* _Challenge_
Collect every line in the entries below that contains the string "karate". Case counts.
Records to process start
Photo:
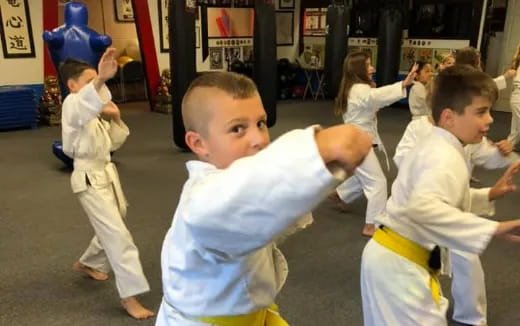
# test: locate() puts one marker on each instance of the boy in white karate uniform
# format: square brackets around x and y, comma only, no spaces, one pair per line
[220,264]
[471,56]
[89,139]
[468,286]
[432,204]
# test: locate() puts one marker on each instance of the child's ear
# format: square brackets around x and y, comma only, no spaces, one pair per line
[196,143]
[71,84]
[447,116]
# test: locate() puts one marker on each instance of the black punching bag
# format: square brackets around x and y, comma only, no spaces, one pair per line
[264,72]
[388,45]
[336,41]
[182,62]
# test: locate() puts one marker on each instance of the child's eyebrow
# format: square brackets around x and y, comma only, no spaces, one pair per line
[236,120]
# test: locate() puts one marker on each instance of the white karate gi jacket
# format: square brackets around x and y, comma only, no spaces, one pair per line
[89,140]
[483,154]
[364,102]
[218,257]
[417,101]
[431,204]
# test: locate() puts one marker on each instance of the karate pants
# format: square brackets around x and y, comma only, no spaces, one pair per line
[396,291]
[112,244]
[369,179]
[468,289]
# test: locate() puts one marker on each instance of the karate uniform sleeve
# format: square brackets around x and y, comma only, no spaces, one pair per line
[118,133]
[407,142]
[377,98]
[433,206]
[235,211]
[487,155]
[501,82]
[480,203]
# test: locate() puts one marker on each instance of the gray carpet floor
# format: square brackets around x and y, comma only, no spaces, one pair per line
[43,229]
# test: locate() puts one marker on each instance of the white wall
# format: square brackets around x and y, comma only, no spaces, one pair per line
[510,42]
[25,71]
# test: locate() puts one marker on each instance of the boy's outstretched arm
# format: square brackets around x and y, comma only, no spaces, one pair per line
[343,145]
[107,68]
[237,210]
[505,184]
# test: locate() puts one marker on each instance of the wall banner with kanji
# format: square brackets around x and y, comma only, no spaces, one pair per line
[15,29]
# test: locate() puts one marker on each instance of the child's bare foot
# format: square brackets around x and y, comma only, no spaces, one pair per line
[135,309]
[92,273]
[475,180]
[368,230]
[340,204]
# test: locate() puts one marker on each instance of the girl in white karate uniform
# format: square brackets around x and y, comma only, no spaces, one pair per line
[358,102]
[514,135]
[417,98]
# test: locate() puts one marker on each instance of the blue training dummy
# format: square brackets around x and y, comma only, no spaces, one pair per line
[74,40]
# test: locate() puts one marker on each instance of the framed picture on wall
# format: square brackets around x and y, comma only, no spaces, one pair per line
[16,30]
[284,28]
[197,36]
[163,25]
[286,4]
[124,11]
[215,59]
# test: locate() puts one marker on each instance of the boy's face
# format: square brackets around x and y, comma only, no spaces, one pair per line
[236,128]
[370,68]
[86,77]
[474,124]
[425,75]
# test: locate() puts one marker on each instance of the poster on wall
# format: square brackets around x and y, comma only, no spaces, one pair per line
[215,58]
[163,25]
[16,29]
[284,27]
[230,22]
[124,10]
[286,4]
[314,21]
[233,54]
[197,36]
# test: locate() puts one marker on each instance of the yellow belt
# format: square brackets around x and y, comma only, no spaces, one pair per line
[264,317]
[411,251]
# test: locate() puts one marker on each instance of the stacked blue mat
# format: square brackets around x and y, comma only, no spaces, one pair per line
[18,108]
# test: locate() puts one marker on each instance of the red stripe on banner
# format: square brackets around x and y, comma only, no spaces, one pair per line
[221,27]
[143,25]
[50,22]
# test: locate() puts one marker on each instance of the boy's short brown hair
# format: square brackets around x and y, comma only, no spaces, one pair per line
[467,56]
[456,86]
[72,69]
[235,85]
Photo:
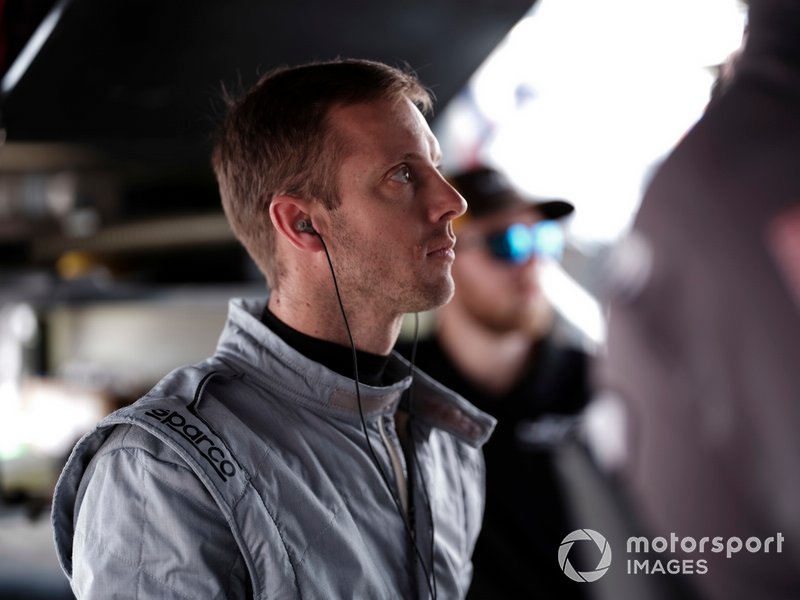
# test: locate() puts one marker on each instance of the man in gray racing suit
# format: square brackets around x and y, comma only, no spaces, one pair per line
[304,459]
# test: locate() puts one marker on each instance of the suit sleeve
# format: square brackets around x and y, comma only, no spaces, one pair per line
[146,528]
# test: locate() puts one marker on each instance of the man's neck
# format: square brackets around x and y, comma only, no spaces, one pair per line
[494,361]
[317,313]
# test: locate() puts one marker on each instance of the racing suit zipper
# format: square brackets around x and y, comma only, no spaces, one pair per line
[396,458]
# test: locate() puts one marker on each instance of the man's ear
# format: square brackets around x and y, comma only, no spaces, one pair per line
[287,213]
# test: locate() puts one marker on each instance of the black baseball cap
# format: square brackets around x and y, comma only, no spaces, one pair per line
[488,191]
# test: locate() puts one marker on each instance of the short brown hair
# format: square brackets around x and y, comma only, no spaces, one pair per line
[276,140]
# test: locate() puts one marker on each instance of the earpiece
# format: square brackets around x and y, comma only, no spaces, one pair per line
[304,226]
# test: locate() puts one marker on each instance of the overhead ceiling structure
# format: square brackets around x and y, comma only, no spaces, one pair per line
[119,99]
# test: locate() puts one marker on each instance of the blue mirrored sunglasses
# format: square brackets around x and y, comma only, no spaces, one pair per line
[519,242]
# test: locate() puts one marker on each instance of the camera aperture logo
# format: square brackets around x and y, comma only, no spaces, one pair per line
[584,535]
[665,555]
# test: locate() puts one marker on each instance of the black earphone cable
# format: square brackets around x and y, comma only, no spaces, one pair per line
[384,477]
[413,452]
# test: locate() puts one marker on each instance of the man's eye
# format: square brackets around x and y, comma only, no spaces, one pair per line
[402,175]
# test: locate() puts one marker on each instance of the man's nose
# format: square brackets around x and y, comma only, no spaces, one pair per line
[446,203]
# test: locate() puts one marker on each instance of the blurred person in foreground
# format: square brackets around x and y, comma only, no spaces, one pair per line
[292,464]
[704,333]
[494,344]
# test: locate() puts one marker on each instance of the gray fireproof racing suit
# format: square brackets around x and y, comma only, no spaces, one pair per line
[248,475]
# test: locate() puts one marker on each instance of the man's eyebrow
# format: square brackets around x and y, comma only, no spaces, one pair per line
[435,158]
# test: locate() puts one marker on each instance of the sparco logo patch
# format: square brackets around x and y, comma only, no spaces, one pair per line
[191,432]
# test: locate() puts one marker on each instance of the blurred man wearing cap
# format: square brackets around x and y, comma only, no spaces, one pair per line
[493,344]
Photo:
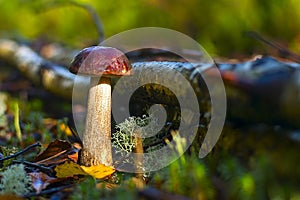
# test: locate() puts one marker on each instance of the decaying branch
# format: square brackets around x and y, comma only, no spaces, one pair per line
[264,84]
[55,78]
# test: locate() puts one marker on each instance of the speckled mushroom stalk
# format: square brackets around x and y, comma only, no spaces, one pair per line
[101,63]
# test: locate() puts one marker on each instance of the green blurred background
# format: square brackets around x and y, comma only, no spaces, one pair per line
[218,25]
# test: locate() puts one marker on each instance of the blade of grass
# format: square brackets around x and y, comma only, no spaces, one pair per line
[17,121]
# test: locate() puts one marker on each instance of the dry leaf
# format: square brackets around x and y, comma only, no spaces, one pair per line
[57,151]
[10,197]
[69,168]
[41,180]
[98,171]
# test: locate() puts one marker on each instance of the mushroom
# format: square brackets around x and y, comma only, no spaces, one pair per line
[100,63]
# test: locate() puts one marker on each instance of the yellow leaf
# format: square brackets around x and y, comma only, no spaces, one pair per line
[69,168]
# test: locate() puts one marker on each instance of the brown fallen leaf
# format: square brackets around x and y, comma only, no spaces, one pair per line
[57,152]
[69,169]
[41,180]
[10,197]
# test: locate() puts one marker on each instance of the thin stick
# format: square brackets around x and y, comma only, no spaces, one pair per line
[21,152]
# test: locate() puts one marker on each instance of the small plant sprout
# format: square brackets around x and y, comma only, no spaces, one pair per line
[100,63]
[15,181]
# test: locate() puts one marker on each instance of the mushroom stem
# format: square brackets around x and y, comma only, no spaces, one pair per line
[97,136]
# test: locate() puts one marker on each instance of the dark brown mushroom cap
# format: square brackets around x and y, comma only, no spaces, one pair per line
[100,61]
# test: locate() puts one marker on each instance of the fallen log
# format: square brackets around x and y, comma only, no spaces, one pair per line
[260,90]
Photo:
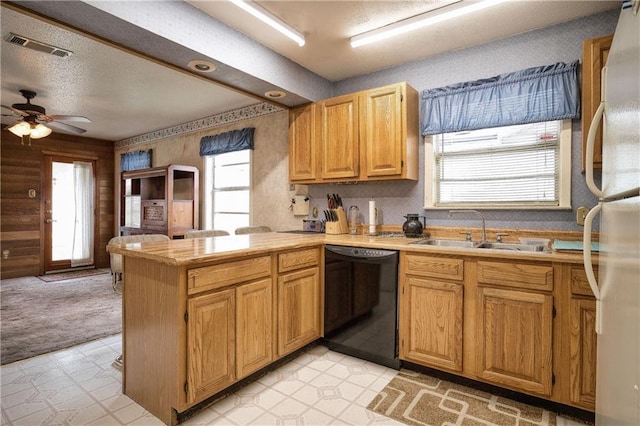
Records to process end
* _Task response_
# test: locate() puts one marker on each instance of the boy in white karate uniform
# test: locate() puts one marker on each instance of the white karate gi jacket
# test: locate() puts one marker on each instance of the karate pants
# test: locate() puts one marker on each instance of the karate uniform sleeve
# test: locate() puts one marker on each instance of the girl in white karate uniform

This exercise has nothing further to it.